→ Source text:

Warmath seemed to agree, in a restrained sort of way. A gruff, matter-of-fact sort of man from Tennessee without a trace of Dale Carnegie in his big frame, he spent hours in his Huntington Hotel press room talking to the dozens of reporters who kept arriving on every inbound plane as the game approached.

"They're wonderful boys, most of them seniors," Warmath told the group that surrounded him, pencils poised. "They all wanted to come out here. I know Washington is fast, but they aren't any faster than Iowa was, and we contained them. Our only worry is whether we are up mentally. Physically we're fine."

"We're about like we were before the Wisconsin game," Sandy Stephens explained a few minutes later. "For that one we got up just a few days before the game. It wasn't like Iowa, when we were up for a whole week. We had a lot of diversions when we first got here, but now we're ready to play football."

→ Entries provided:

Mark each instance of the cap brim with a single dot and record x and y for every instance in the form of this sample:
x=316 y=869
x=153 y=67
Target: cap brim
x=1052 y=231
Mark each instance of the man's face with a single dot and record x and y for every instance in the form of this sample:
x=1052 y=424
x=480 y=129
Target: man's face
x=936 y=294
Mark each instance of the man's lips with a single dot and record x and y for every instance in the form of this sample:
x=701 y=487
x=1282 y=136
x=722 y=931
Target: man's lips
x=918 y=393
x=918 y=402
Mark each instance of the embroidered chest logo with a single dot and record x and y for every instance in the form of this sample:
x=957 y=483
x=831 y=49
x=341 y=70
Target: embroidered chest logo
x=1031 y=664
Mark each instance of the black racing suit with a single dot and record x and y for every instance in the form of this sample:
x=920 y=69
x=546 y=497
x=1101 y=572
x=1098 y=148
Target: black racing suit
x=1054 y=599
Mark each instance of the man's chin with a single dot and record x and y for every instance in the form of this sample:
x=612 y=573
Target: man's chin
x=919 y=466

→ To do:
• A. From the passage, list every football team that is named as an opponent.
• B. Please answer these from the passage:
(i) What state is Warmath from?
(ii) In what hotel was Warmath's press room?
(iii) According to Sandy Stephens, before which game were the players up for a whole week?
• C. Copy the passage between "Warmath seemed to" and "the game approached.", inclusive, renaming "press room" as "media room".

→ Answers to the problems:
• A.
Washington
Iowa
Wisconsin

• B.
(i) Tennessee
(ii) The Huntington Hotel
(iii) Iowa

• C.
Warmath seemed to agree, in a restrained sort of way. A gruff, matter-of-fact sort of man from Tennessee without a trace of Dale Carnegie in his big frame, he spent hours in his Huntington Hotel media room talking to the dozens of reporters who kept arriving on every inbound plane as the game approached.